Jérôme Fourquet : Ce n'est pas évident car le vote Wauquiez ne s'est jamais matérialisé pour le moment. Il n'a pas encore été mis en scène. On peut s'appuyer en partie sur le vote Sarkozy et Fillon. 

La carte du vote Juppé est géographiquement assez porche de celle du vote Macron. C’est-à-dire que ce sont les les territoires les moins fragilisés et qui s'en sortent le mieux. Les grandes métropoles et les départements ou régions plutôt situées sur la façade atlantique du pays. On est sur un courant qui se structure pour ses considérations économiques et aussi sur les racines plus anciennes du courant de la droite modérée, centriste, (ouest de la France alsace, grande métropole). Tout cela convergeant sur ce que l'on pourrait appeler la France du oui (cf 1992 et 2005). C'est plutôt cette droite qui est aujourd'hui la droite Juppé. Donc une partie a voulu tenter l'aventure derrière Emmanuel Macron et une autre composante a décidé de rester dans la maison de Républicains. Pour combien de temps, on ne le sait pas. 

En face on a une droite plus conservatrice, plus sensible aux aspects identitaires, qui va se recruter d'une manière un peu plus importante car on en retrouve un peu partout sur le territoire, dans ce que l'on va appeler la France du non, plutôt les petites villes et les villes moyennes et plutôt la France du sud-est et du nord est. 

Sociologiquement, ni la droite centriste pro européenne et libérale, ni la droite majoritaire et conservatrice n’ont vraiment les moyens d’espérer se faire élire seules au niveau national. Est-il juste d'affirmer que ces deux droites sont minoritaires si elles ne parviennent pas à s’unir, et peuvent former un bloc majoritaire si elles y parviennent ?

CONSIGNE
Pour chacune des affirmations (a), (b) et (c), indiquez par oui ou par non si elle concorde avec l'extrait sur les électorats de droite, puis citez mot pour mot le passage qui tranche. (a) Le vote Juppé se concentre surtout dans les petites villes et les villes moyennes. (b) Le vote Wauquiez ne s'est pas encore matérialisé. (c) La droite conservatrice est présentée comme plus sensible aux aspects identitaires. Les lignes constituent un matériau indépendant de l'extrait.

DONNÉES EXTRAITES
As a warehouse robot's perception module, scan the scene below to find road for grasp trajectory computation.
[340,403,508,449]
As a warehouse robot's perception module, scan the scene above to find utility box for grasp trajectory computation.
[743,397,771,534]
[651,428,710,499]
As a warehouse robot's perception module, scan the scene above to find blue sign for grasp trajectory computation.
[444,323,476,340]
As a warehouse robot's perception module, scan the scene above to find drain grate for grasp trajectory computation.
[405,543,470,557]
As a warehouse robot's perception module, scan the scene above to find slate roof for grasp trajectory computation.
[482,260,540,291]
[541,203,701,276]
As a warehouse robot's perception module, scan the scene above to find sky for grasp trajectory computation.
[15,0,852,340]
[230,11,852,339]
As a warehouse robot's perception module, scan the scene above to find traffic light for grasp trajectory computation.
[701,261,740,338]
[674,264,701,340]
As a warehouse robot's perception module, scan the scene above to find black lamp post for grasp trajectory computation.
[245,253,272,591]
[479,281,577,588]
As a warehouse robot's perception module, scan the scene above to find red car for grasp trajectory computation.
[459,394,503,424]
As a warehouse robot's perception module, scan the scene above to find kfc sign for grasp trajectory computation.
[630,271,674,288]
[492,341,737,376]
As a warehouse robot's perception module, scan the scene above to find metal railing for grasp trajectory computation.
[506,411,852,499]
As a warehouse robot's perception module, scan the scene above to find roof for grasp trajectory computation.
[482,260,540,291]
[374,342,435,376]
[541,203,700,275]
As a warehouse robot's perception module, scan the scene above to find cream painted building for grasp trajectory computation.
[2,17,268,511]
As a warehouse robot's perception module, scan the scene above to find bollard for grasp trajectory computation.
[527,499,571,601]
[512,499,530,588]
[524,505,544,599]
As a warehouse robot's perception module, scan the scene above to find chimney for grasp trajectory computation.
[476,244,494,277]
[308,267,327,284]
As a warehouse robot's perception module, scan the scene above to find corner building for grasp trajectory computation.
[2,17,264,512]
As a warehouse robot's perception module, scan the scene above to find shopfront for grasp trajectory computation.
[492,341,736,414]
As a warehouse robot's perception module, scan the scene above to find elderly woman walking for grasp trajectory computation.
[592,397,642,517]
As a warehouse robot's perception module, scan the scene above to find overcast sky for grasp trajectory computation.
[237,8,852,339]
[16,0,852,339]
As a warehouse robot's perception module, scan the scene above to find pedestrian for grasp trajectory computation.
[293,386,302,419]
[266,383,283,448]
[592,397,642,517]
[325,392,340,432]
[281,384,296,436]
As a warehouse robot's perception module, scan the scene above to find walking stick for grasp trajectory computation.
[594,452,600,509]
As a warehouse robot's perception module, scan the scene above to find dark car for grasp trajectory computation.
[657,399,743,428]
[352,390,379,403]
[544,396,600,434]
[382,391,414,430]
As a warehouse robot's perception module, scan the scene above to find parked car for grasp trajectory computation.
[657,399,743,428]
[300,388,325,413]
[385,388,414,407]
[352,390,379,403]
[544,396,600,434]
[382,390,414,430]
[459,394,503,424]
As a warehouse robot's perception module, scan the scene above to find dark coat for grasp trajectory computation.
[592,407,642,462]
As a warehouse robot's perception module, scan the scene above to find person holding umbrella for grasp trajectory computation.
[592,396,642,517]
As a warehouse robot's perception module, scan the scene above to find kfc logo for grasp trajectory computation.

TÂCHE RÉALISÉE
(a) Non : « Les grandes métropoles et les départements ou régions plutôt situées sur la façade atlantique du pays. »
(b) Oui : « le vote Wauquiez ne s'est jamais matérialisé pour le moment »
(c) Oui : « une droite plus conservatrice, plus sensible aux aspects identitaires »